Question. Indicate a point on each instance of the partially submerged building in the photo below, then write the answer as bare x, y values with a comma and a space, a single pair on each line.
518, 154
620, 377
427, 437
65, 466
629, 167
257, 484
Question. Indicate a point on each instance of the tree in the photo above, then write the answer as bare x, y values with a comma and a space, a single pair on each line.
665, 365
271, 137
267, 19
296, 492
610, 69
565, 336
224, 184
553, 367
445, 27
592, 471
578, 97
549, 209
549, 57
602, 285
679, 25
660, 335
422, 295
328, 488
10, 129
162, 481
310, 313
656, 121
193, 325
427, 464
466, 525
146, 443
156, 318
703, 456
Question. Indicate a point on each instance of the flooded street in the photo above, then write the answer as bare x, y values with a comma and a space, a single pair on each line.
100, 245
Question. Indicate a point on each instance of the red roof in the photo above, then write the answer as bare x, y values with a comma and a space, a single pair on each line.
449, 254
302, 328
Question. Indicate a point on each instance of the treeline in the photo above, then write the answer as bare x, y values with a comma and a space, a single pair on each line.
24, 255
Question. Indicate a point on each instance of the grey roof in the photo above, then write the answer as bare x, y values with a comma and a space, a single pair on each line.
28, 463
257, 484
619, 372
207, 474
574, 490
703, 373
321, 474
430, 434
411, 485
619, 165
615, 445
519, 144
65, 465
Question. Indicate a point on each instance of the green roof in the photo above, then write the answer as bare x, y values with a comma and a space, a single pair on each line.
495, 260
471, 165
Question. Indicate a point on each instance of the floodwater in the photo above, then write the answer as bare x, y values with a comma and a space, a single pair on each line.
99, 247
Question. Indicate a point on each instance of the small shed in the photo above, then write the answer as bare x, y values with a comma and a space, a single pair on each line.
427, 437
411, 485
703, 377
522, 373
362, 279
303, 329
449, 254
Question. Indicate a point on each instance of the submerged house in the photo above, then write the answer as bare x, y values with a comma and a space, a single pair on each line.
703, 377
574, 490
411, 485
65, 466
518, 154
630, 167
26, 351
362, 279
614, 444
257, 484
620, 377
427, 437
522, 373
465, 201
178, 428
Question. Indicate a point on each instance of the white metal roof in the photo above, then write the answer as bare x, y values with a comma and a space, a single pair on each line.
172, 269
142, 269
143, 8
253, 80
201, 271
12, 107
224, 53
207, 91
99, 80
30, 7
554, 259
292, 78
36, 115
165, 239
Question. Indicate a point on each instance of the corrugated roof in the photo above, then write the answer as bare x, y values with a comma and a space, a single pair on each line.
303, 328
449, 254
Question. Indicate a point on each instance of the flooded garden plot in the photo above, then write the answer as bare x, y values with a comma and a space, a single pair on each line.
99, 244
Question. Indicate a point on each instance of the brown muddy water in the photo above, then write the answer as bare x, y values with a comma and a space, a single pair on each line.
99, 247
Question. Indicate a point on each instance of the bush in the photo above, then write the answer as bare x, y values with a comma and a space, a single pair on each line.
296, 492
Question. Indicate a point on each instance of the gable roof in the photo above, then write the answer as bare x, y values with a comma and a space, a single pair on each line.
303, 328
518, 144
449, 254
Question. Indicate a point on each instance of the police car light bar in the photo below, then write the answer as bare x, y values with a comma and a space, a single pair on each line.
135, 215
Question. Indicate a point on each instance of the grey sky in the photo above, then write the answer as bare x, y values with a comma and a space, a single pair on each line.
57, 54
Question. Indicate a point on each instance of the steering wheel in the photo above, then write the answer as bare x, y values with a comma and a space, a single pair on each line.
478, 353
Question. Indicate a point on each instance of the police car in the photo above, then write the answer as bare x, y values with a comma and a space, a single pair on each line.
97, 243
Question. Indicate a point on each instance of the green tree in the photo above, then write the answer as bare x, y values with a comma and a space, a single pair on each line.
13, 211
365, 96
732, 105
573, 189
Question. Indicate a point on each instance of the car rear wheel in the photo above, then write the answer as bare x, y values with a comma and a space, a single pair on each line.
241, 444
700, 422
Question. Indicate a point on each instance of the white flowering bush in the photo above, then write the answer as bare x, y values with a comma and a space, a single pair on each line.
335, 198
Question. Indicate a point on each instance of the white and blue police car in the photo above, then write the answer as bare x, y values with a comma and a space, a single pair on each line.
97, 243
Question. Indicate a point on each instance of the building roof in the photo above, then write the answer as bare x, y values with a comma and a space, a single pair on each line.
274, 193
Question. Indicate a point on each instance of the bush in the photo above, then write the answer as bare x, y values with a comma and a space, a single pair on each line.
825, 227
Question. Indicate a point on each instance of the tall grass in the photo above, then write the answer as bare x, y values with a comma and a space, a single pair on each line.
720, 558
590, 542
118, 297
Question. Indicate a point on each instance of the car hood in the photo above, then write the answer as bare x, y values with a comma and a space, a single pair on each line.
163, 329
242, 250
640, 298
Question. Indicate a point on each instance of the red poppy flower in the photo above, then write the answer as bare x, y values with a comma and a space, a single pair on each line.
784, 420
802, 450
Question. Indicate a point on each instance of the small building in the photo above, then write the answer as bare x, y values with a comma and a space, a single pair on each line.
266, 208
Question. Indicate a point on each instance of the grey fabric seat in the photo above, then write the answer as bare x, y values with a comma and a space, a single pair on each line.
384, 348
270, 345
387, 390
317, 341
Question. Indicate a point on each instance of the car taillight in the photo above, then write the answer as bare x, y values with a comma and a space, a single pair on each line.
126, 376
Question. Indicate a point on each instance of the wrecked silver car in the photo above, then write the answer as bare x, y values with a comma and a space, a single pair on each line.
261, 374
+---+
* [REQUIREMENT]: Pull out every line from the one with "Question. Indicate a point on each instance of the grey fabric" to the end of the listing, and output only those.

* [FINISHED TASK]:
Question. Indicate a point on each instance of the grey fabric seat in the photo above, then write the answer as bare x, y values with a comma and a space, a single pair on each line.
384, 348
270, 345
387, 390
317, 341
Question. Indicate a point on each instance of the car taillight in the photo above, then write the answer as bare x, y values with a comma and a space, a single pair on each line.
126, 376
Question. Indicate a point on each instance of the wrecked silver car in the photo above, then write the answer as bare x, y values with a comma and a space, a single pair on each line.
261, 374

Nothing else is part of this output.